_Material_
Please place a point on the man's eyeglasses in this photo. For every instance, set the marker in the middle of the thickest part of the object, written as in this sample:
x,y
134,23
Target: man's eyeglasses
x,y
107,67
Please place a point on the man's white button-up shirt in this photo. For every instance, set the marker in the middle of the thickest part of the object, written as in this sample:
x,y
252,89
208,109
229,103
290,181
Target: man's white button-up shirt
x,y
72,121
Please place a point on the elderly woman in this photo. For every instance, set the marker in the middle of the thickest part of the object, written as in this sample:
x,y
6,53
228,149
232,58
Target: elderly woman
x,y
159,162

_Exercise requirements_
Convert the records above into a Markdown table with two columns, Row and Line, giving one row per line of text and skipping any blank lines.

_Complete response_
| Row | Line |
|---|---|
| 1 | Please place a point on the man's eyeglasses in this photo. For every instance, set the marker in the middle of the thickest part of the object, written as in this sample: |
| 2 | x,y |
| 3 | 134,23 |
| 4 | Target: man's eyeglasses |
| 5 | x,y |
| 6 | 107,67 |
| 7 | Please place a point on the man's white button-up shirt in this photo. For every instance, set the marker in the middle of the thickest part of the object, written as in this sample: |
| 8 | x,y |
| 9 | 252,89 |
| 10 | 208,109 |
| 11 | 229,103 |
| 12 | 290,181 |
| 13 | Target: man's white button-up shirt |
| 14 | x,y |
| 15 | 72,121 |
| 16 | Please place a point on the elderly woman in this photo. For every instance, set the marker in the middle of the thickest part of the object, written as in this sample: |
| 17 | x,y |
| 18 | 6,53 |
| 19 | 228,149 |
| 20 | 232,58 |
| 21 | Target: elderly woman |
| 22 | x,y |
| 23 | 159,162 |